[Listed entries]:
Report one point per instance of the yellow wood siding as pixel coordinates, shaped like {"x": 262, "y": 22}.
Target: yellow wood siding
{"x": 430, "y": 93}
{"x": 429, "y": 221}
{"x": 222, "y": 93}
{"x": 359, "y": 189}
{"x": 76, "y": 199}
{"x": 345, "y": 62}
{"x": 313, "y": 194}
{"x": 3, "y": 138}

[Your objective]: Output every line of the listing above as a Markdown table with two columns, Number and Content, giving each line its row number and leaving out any blank lines.

[Solution to this problem]:
| Number | Content |
|---|---|
| 1 | Report one point per instance of the yellow wood siding as pixel coordinates, shaped like {"x": 262, "y": 22}. |
| 2 | Target: yellow wood siding |
| 3 | {"x": 430, "y": 93} |
| 4 | {"x": 429, "y": 221} |
| 5 | {"x": 222, "y": 93} |
| 6 | {"x": 359, "y": 189} |
| 7 | {"x": 76, "y": 199} |
| 8 | {"x": 345, "y": 62} |
| 9 | {"x": 313, "y": 194} |
| 10 | {"x": 3, "y": 138} |